Reproduce word for word the lines below from the line with "# Provide the mask of every instance of the bright" to the line with "--target=bright sunlight glare", both included.
#### Input material ####
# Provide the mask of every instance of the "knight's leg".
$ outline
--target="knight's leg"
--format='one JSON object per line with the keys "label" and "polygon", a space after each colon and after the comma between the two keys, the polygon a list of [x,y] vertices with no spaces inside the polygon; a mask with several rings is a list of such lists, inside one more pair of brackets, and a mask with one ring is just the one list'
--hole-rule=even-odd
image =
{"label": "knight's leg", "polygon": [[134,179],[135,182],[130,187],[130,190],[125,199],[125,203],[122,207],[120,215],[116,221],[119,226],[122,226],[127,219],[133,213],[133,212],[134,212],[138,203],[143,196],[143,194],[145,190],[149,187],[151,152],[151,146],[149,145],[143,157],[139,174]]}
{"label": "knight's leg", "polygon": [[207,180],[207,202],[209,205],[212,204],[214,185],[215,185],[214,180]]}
####
#### Input material ####
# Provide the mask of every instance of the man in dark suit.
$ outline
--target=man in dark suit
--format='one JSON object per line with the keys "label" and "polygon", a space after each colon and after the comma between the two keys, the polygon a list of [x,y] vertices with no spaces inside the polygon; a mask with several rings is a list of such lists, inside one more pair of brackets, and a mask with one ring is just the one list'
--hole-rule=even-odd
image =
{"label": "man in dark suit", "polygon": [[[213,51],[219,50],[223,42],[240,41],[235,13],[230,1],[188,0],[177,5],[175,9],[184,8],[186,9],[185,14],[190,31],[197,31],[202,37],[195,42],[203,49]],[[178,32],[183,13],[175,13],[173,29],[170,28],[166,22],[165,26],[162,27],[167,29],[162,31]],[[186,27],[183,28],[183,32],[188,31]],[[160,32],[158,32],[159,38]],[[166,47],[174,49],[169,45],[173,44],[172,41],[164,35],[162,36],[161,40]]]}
####
#### Input material ####
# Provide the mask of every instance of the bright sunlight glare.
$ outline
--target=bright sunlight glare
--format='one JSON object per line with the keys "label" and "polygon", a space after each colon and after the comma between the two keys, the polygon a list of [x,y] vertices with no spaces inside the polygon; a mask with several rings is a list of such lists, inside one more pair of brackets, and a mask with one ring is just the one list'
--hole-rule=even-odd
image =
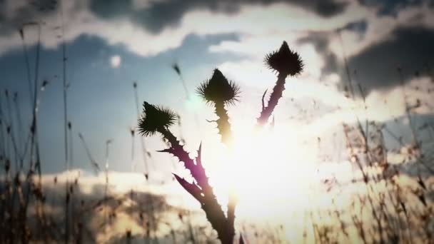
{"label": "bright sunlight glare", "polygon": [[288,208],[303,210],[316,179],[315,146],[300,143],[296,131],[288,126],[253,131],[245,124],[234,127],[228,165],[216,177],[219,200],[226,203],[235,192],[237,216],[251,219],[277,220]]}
####
Output for this task:
# Provide the mask of every instance of the bright sunlight glare.
$ outline
--target=bright sunlight glare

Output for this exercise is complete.